→ What to work on
Below are the entries; set down each of them exactly.

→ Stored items
■ ■ ■ ■ ■ ■ ■
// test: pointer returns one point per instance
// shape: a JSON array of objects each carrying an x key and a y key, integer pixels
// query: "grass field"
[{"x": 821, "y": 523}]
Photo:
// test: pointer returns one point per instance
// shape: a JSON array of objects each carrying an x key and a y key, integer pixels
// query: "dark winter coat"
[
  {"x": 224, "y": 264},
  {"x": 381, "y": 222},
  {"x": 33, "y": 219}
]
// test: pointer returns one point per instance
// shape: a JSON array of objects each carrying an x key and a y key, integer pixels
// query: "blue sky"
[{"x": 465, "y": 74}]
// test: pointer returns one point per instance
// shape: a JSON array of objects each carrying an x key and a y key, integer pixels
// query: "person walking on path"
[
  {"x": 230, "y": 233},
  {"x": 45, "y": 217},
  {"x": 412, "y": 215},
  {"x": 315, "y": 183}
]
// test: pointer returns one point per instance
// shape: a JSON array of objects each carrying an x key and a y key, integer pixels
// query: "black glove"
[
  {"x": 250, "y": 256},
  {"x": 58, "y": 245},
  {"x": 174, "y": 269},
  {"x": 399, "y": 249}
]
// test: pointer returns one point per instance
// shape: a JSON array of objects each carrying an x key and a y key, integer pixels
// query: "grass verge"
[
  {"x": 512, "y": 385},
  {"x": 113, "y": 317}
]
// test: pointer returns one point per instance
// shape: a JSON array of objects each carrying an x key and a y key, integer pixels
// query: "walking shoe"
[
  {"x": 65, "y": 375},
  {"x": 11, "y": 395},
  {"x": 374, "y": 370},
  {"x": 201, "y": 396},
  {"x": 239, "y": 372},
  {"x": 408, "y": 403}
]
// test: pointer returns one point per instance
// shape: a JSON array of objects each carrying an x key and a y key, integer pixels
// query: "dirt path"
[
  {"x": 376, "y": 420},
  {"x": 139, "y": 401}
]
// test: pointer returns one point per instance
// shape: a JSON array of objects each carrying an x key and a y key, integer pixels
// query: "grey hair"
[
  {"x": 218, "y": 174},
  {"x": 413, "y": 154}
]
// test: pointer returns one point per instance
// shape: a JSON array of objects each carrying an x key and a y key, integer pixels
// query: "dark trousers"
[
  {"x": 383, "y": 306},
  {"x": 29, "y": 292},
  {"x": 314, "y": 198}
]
■ ■ ■ ■ ■ ■ ■
→ Solution for this problem
// test: pointer returns one point per instance
// shape: a JSON array of objects each carrying an x key and a y key, integer pixels
// query: "grass field"
[{"x": 821, "y": 523}]
Photo:
// test: pointer returns one point per instance
// shape: a JSON array of objects each carrying an x key and a y key, integer pixels
// query: "dark winter coat"
[
  {"x": 224, "y": 264},
  {"x": 381, "y": 222},
  {"x": 33, "y": 219}
]
// test: pointer returns one point per instance
// shape: a JSON array of objects each carrying an x key and a y key, integer pixels
// query: "blue sky"
[{"x": 465, "y": 74}]
// test: pointer returns one point per instance
// shape: a JSON array of objects each carrying an x key and a y key, integer pixels
// query: "person walking on path"
[
  {"x": 230, "y": 233},
  {"x": 45, "y": 217},
  {"x": 412, "y": 215},
  {"x": 315, "y": 183}
]
// test: pointer returns one point per instance
// shape: a JSON array of objects each carrying an x key and a y key, integer pixels
// query: "black glove"
[
  {"x": 250, "y": 256},
  {"x": 58, "y": 245},
  {"x": 174, "y": 269},
  {"x": 399, "y": 249}
]
// test: pointer returns one point per instance
// shape: a JSON array of objects each carrying an x key and a y key, integer pixels
// query: "grass verge"
[
  {"x": 512, "y": 385},
  {"x": 113, "y": 317}
]
// test: pointer returns one point per instance
// shape: a JSON array of objects each carrying an x key and a y key, integer pixels
// query: "walking shoe"
[
  {"x": 65, "y": 375},
  {"x": 11, "y": 395},
  {"x": 374, "y": 370},
  {"x": 201, "y": 396},
  {"x": 239, "y": 372},
  {"x": 408, "y": 403}
]
// test: pointer returns one point per instance
// shape: a JSON array of objects each carrying an x key and a y key, integer pixels
// query: "dirt path"
[
  {"x": 376, "y": 420},
  {"x": 139, "y": 401}
]
// test: pointer returns one point per instance
// shape: a JSON array of objects each carrying an x key and a y key, integer pixels
// query: "grey hair"
[
  {"x": 218, "y": 174},
  {"x": 413, "y": 154}
]
// test: pointer returns one point per instance
// shape: a JSON array of objects each carrying an x key and a y key, integer pixels
// query: "dark trousers"
[
  {"x": 383, "y": 306},
  {"x": 29, "y": 292},
  {"x": 314, "y": 198}
]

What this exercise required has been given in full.